Reference: “Personality traits, rank attainment, and siring success throughout the lives of male chimpanzees of Gombe National Park” by Alexander Weiss, Joseph T. Feldblum, Drew M. Altschul, D. Anthony Collins, Shadrack Kamenya, Deus Mjungu, Steffen Foerster, Ian C. Gilby, Michael L. Wilson and Anne E. Pusey, 24 April 2023, PeerJ Life and Environment.
This research was supported by grants from the National Science Foundation (#BCS-9021946, #BCS-0452315, #BCS-0648481, #BCS-9319909, #IIS-0431141, #IOS-1052693, #IOS-1457260, #EF-0905606 and #DGE-1106401), the Carnegie Trust for the Universities of Scotland, the Jane Goodall Institute, the U.S. National Institutes of Health (R01-AI058715), Harris Steel Group, the University of Edinburgh, University of Minnesota, Duke University and the British Academy (PF20/100086).
Anyone that thinks animals dont have personalities is just speaking from ignorance.
Hell even my goats have distinct personalities.
They may not be the most complex personalities but still each one is unique.

§ Your goal: Repeat the text excerpt word for word, starting at "This research was" and continuing up to and including "have distinct personalities.".

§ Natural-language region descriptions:
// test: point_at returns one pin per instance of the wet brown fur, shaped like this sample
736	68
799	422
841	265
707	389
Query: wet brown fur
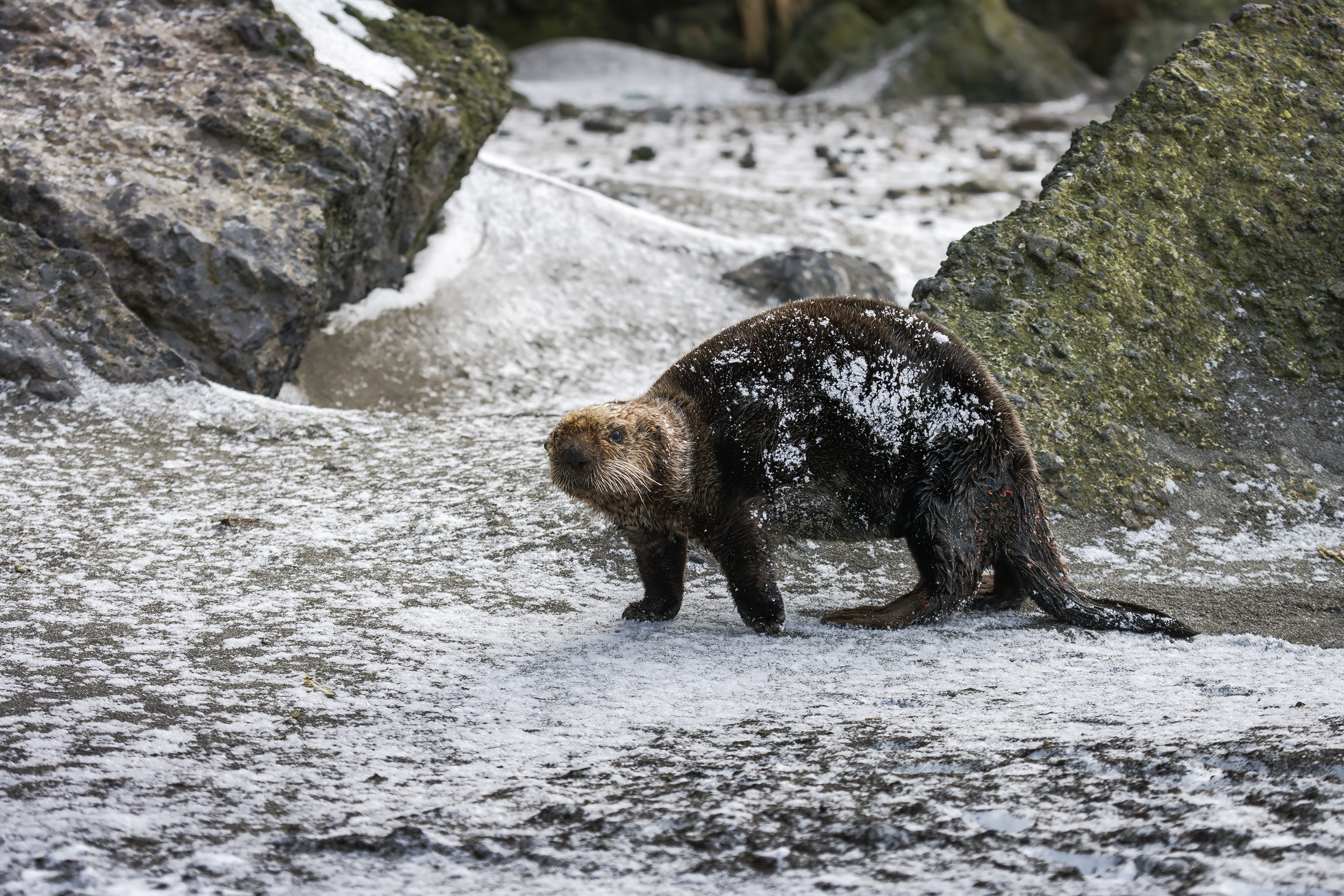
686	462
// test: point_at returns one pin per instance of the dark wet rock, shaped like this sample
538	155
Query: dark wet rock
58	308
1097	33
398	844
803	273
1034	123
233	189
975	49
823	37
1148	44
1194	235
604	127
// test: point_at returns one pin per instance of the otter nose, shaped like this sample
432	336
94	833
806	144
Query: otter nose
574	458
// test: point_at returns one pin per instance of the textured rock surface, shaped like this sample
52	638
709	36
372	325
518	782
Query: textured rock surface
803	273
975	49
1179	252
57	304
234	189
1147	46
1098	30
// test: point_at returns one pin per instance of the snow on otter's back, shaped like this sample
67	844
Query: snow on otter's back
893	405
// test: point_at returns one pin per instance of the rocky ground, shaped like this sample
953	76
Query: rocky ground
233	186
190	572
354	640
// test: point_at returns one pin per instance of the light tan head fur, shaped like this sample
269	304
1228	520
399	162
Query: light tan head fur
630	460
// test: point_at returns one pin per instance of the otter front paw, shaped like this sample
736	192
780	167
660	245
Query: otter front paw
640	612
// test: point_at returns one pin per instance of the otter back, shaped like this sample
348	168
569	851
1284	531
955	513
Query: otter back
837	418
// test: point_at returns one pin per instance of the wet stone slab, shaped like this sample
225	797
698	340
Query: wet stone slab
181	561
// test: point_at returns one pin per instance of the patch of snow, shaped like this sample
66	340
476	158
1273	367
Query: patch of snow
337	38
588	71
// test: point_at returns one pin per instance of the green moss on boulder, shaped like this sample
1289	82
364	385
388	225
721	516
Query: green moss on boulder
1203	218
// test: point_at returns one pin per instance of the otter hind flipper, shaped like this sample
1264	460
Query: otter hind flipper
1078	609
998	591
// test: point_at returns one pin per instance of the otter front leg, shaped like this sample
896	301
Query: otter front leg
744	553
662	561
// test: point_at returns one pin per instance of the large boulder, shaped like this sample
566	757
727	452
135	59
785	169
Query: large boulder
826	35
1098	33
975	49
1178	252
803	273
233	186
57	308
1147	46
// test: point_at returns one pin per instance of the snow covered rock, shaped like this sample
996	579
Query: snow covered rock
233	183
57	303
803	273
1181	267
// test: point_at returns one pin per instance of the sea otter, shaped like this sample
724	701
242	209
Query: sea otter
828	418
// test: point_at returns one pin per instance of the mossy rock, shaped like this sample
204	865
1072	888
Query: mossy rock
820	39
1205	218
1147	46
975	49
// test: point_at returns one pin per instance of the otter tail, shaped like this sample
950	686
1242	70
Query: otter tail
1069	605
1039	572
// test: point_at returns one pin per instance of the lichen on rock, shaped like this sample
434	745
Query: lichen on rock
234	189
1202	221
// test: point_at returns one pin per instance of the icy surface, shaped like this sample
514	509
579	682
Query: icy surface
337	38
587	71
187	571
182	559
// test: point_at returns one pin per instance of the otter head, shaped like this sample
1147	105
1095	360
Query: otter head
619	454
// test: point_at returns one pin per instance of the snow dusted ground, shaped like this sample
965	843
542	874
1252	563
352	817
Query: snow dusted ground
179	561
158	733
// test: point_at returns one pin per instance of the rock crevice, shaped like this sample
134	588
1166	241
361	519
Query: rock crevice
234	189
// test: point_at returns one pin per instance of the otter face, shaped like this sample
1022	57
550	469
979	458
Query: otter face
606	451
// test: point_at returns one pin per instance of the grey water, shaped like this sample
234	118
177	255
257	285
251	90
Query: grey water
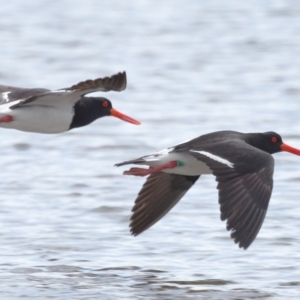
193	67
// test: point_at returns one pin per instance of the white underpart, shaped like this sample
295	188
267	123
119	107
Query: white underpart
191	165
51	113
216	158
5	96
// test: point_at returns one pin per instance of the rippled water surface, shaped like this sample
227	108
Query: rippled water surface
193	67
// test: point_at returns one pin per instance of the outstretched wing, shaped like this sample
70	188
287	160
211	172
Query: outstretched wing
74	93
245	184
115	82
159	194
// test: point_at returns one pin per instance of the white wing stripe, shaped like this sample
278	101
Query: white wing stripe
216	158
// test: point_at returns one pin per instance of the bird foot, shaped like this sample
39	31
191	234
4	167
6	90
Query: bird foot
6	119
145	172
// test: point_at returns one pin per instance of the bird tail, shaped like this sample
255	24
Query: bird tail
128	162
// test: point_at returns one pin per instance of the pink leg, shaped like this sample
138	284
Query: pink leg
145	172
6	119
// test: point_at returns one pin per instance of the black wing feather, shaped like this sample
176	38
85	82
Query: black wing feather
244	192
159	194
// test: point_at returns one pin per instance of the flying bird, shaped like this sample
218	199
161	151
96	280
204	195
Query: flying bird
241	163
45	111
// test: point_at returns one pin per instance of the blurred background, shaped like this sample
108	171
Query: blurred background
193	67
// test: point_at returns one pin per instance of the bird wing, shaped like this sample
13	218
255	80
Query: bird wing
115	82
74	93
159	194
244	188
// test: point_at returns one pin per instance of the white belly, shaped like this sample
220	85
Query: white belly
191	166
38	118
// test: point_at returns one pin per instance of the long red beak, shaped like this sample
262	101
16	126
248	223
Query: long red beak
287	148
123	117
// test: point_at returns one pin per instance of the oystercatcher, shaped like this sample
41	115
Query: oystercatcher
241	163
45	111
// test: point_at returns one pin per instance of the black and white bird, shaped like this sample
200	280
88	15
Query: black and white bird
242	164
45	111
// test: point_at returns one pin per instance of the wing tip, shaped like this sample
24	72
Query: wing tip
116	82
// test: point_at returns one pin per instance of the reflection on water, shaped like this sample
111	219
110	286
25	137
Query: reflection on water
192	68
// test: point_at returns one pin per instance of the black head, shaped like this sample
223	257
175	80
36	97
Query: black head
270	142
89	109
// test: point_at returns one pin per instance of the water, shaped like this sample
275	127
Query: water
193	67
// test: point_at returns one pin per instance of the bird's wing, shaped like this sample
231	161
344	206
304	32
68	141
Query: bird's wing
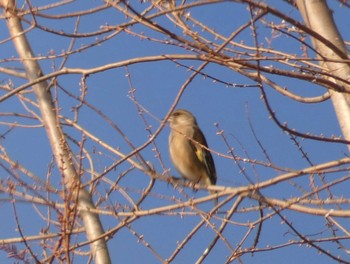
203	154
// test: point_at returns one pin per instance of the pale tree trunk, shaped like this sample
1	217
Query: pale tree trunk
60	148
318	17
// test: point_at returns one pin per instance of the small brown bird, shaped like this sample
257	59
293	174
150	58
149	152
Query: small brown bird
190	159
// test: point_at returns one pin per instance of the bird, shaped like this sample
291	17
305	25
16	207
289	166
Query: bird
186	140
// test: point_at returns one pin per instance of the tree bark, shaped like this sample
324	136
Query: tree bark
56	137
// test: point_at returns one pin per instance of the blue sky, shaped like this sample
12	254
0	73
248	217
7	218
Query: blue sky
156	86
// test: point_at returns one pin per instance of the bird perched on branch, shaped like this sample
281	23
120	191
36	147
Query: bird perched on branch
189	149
* * *
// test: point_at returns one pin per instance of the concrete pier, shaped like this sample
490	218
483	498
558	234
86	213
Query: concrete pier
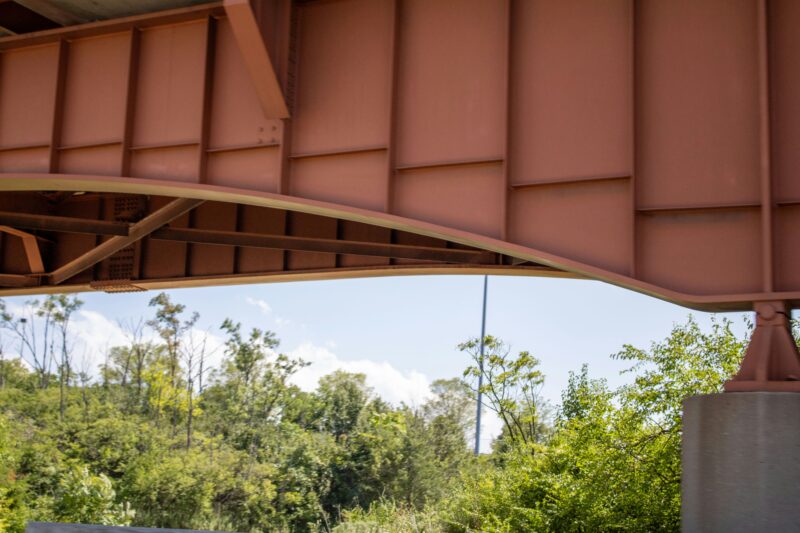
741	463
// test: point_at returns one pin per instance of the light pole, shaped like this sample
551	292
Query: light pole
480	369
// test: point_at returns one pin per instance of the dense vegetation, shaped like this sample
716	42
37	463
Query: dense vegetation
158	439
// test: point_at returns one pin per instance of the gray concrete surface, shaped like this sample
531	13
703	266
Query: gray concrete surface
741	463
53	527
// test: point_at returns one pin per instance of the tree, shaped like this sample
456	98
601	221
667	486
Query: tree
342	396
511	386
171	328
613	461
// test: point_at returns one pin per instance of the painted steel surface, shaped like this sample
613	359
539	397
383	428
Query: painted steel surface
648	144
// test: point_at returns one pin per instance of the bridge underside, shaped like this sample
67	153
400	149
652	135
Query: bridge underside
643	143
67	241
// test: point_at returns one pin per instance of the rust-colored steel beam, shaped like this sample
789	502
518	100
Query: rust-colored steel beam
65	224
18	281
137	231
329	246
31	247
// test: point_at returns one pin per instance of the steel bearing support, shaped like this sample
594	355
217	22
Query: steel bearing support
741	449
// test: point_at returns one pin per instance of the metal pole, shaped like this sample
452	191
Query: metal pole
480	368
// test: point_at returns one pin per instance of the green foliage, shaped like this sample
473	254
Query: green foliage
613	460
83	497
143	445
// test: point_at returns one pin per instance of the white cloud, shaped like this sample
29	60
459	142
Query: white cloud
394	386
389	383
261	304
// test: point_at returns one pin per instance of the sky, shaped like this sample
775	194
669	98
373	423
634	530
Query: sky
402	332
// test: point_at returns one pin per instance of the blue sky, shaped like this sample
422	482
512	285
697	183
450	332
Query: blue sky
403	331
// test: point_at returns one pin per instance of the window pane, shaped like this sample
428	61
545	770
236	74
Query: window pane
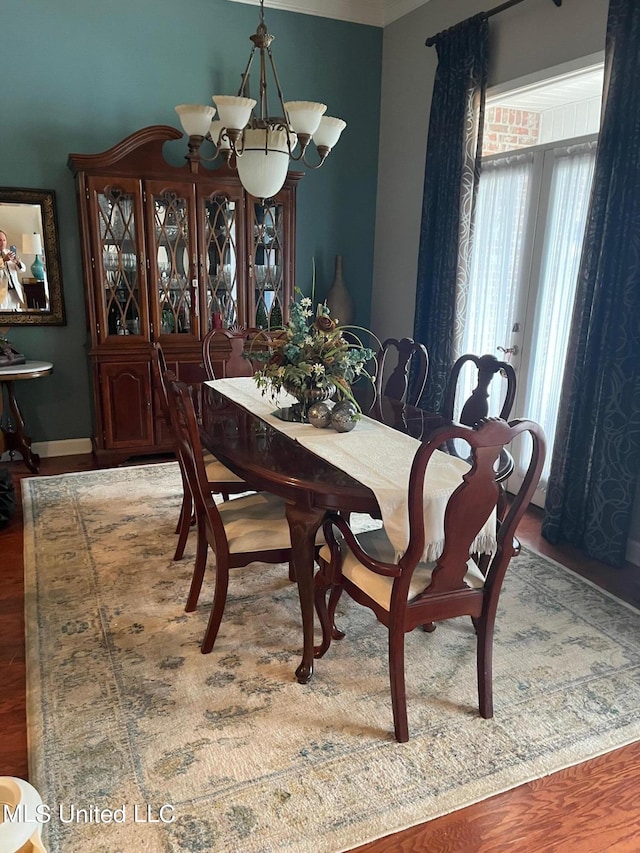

§ Answer for the task:
This research was supported by grants from the National Science Foundation (#BCS-9021946, #BCS-0452315, #BCS-0648481, #BCS-9319909, #IIS-0431141, #IOS-1052693, #IOS-1457260, #EF-0905606 and #DGE-1106401), the Carnegie Trust for the Universities of Scotland, the Jane Goodall Institute, the U.S. National Institutes of Health (R01-AI058715), Harris Steel Group, the University of Edinburgh, University of Minnesota, Duke University and the British Academy (PF20/100086).
Anyone that thinks animals dont have personalities is just speaking from ignorance.
Hell even my goats have distinct personalities.